**** Texte choisi
Convention disparitions : nuages à l’horizon

15/11/2004
Communiqué

Du 1er au 5 octobre s’est tenue la quatrième réunion du groupe de travail « à composition non limitée » chargé « d’élaborer un projet d’instrument normatif juridiquement contraignant pour la protection de toutes les personnes contre les disparitions forcées ».

Ce groupe de travail a été créé en 2002 par la Commission des droits de l’Homme des Nations Unies. Il est composé de gouvernements, mais les ONG qui le souhaitent sont admises à assister aux séances et à participer aux débats.

La création de ce groupe de travail est le fruit des efforts des ONG1 et des associations de familles de disparus2 qui se battent depuis plus de 20 ans pour que soit adoptée une convention internationale qui interdise la pratique des disparitions forcées en droit international et fasse obligation aux Etats d’adopter un certain nombre de mesures visant à prévenir la commission des disparitions forcées, à en réprimer les auteurs et à réparer les dommages subis par les victimes.

Dans ce combat, ces ONG et associations ont été soutenues par un certain nombre d’Etats, qui ont fait en sorte que la question soit inscrite à l’ordre du jour de la Commission des droits de l’Homme. La France, en particulier, a joué un rôle important dans ce processus. La France est en effet « l’auteur » de la résolution annuelle que la Commission adopte tous les ans sur le sujet. Elle a également présidé les travaux qui, en 1992, ont abouti à l’adoption de la Déclaration pour la protection de toutes les personnes contre les disparitions forcées. Elle préside aujourd’hui le groupe de travail chargé, dans le fil de la Déclaration, de rédiger un « instrument normatif jurdiquement contraignant », en la personne de M. l’Ambassadeur Bernard Kessedjian.
********
**** Liste des entrées
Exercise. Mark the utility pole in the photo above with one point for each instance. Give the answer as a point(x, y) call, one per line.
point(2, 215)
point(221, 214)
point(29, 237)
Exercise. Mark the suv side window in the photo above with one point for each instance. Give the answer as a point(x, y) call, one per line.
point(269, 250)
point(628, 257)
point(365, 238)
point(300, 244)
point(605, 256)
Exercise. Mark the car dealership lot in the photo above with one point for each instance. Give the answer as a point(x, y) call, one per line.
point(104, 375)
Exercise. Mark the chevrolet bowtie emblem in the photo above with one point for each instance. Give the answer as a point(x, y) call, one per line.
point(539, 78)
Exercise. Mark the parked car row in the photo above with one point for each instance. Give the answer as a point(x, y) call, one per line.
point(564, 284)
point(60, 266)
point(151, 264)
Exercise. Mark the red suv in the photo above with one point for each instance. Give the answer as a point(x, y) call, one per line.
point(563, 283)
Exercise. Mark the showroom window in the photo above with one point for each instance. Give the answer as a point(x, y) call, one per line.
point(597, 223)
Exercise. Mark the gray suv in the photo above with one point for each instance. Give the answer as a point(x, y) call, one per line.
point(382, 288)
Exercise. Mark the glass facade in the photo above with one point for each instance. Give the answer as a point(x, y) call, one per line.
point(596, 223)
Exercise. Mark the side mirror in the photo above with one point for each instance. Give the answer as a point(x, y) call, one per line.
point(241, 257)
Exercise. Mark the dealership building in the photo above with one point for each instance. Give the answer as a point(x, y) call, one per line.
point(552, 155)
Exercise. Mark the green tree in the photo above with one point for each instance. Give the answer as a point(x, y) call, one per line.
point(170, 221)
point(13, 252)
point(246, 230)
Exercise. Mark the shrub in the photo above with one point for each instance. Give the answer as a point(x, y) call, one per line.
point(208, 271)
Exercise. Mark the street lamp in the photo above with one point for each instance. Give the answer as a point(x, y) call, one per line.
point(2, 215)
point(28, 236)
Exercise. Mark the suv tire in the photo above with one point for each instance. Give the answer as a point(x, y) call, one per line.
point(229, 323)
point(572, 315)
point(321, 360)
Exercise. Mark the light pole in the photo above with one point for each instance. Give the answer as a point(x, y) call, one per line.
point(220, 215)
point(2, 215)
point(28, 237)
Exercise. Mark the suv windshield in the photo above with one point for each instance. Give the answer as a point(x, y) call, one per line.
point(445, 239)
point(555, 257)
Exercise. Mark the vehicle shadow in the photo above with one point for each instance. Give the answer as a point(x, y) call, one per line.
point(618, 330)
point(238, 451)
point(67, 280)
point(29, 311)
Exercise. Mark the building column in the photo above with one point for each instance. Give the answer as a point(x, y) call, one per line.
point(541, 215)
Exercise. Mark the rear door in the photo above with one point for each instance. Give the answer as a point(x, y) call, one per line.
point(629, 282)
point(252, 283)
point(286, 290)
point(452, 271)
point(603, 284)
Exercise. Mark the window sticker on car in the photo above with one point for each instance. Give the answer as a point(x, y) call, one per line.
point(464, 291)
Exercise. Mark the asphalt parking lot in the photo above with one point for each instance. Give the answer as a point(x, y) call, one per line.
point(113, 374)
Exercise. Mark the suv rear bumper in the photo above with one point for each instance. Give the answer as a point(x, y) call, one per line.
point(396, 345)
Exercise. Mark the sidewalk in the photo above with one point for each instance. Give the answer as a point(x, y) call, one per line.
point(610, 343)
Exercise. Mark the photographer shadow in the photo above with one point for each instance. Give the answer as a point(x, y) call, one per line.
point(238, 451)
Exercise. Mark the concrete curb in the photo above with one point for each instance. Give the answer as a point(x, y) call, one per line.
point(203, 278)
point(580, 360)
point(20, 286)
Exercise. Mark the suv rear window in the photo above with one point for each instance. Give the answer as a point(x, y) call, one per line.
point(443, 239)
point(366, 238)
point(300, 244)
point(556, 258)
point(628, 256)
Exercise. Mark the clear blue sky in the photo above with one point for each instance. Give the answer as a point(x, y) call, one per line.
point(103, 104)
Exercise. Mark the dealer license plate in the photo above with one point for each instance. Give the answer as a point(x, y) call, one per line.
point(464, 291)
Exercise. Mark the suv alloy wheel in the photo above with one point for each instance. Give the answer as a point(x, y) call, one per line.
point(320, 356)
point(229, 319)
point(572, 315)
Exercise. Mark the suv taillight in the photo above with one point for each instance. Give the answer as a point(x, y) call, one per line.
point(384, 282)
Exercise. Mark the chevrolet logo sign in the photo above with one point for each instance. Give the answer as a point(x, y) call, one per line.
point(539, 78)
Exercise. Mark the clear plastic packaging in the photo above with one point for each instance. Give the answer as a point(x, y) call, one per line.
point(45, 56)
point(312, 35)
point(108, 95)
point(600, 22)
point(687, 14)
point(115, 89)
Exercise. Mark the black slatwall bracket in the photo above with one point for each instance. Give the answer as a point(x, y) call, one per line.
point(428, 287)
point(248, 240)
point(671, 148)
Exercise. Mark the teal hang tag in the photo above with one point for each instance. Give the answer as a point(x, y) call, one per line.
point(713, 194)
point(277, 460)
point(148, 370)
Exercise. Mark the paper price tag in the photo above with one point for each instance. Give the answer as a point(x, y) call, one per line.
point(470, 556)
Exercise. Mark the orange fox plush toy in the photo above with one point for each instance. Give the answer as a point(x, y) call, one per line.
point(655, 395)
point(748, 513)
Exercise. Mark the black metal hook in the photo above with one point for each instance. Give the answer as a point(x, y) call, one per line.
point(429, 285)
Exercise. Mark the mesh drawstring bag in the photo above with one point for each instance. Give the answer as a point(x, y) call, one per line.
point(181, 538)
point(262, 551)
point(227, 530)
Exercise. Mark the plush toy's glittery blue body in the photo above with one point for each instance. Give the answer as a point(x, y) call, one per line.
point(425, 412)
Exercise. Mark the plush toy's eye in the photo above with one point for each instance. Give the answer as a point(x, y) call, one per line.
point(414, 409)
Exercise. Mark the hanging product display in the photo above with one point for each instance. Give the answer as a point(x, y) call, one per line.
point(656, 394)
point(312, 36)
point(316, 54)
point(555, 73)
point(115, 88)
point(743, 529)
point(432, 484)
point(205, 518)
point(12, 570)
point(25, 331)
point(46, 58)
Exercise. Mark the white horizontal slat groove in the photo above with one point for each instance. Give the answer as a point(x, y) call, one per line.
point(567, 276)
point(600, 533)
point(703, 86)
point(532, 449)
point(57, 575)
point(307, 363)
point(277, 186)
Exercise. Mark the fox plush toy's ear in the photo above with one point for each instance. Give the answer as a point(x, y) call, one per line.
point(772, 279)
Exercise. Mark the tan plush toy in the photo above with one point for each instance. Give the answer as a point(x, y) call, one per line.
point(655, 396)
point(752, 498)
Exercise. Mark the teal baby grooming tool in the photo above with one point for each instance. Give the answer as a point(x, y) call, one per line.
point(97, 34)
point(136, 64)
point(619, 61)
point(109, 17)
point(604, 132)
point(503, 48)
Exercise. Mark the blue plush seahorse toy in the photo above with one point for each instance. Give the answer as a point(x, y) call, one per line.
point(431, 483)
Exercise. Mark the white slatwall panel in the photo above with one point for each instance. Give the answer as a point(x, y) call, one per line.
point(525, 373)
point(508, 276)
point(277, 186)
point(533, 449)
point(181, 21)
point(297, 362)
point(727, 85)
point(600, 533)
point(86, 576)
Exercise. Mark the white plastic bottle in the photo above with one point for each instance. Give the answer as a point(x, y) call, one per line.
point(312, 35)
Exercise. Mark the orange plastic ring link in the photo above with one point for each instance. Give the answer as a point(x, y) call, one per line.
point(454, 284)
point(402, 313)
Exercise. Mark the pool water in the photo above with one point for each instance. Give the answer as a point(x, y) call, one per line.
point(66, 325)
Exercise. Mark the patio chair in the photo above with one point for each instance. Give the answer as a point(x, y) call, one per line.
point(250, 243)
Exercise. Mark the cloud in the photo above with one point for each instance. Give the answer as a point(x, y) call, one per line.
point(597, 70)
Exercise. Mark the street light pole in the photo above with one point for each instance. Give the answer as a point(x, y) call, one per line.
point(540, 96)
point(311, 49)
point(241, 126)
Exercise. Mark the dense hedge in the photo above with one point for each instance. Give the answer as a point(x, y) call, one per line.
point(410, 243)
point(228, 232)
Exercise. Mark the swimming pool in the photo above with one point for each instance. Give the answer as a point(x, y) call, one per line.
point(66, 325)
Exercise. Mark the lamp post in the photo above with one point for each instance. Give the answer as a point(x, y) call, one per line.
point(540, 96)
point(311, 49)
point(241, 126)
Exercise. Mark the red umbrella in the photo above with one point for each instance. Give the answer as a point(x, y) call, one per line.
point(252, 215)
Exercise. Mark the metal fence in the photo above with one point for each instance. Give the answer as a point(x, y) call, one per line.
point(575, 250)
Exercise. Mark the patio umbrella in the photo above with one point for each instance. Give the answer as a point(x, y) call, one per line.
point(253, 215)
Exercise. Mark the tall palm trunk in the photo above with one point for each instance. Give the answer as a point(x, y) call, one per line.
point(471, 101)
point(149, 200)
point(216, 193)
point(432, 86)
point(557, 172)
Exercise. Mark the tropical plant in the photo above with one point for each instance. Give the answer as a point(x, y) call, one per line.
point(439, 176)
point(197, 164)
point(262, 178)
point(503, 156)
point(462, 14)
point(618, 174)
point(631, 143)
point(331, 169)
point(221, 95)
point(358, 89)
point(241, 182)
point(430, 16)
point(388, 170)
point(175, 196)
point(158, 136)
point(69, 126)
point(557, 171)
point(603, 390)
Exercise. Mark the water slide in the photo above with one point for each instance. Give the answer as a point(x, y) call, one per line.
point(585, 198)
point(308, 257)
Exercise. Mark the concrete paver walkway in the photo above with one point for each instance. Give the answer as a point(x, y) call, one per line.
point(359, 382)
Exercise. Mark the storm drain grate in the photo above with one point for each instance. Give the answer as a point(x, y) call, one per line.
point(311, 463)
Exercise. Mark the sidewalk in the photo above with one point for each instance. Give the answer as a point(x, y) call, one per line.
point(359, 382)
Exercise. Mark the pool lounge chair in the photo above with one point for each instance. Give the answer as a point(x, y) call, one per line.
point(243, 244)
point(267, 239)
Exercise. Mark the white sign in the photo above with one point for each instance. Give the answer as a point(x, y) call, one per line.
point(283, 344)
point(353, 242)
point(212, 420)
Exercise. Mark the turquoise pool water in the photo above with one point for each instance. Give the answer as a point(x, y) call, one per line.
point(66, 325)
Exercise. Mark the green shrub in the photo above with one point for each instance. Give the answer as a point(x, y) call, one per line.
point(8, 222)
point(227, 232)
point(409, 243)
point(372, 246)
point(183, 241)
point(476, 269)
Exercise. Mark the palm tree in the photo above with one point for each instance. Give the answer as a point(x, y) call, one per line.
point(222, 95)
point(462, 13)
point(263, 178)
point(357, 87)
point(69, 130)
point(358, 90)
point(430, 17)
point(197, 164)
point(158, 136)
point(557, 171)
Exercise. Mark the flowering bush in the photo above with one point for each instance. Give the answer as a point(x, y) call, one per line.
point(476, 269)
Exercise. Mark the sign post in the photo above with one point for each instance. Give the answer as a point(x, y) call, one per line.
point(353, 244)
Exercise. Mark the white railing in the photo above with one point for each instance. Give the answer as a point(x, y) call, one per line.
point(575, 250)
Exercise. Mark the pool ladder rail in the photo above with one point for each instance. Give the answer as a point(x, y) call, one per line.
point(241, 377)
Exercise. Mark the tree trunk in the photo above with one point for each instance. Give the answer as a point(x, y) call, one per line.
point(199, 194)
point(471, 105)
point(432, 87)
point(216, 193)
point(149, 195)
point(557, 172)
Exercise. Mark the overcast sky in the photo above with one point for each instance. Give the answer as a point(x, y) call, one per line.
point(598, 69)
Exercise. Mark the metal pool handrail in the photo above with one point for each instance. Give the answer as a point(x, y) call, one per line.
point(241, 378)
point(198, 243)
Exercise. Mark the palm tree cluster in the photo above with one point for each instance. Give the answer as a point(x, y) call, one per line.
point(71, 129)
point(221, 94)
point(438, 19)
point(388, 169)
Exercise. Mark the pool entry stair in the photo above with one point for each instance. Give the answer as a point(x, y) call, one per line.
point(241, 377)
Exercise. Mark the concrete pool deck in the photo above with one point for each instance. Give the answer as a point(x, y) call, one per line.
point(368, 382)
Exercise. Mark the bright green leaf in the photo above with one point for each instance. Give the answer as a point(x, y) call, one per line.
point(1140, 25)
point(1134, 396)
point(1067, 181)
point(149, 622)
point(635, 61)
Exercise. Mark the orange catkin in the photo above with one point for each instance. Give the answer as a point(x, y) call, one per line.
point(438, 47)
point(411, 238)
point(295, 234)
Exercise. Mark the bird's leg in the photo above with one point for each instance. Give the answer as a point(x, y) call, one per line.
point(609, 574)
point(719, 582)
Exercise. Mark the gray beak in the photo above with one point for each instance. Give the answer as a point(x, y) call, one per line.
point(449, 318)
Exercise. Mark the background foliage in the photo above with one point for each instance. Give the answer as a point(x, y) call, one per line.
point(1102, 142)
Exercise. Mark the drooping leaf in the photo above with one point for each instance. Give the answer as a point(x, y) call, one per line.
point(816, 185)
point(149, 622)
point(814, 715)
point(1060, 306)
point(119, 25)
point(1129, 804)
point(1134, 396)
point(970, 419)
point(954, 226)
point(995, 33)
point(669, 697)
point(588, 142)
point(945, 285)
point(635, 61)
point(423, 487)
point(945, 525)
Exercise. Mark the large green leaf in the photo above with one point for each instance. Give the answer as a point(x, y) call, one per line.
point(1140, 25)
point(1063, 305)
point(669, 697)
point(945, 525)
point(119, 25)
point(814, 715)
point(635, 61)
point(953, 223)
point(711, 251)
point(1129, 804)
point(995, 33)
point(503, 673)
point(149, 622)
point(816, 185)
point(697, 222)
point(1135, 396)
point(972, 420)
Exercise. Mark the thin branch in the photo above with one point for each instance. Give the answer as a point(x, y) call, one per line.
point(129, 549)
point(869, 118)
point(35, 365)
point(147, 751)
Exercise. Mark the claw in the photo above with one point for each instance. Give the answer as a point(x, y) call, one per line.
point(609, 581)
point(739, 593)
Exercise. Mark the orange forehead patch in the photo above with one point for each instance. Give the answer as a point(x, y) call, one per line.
********
Veuillez relever, dans le communiqué, les buts des mesures que la convention obligerait les États à adopter. Les entrées forment un matériau distinct.

- prévenir la commission des disparitions forcées
- en réprimer les auteurs
- réparer les dommages subis par les victimes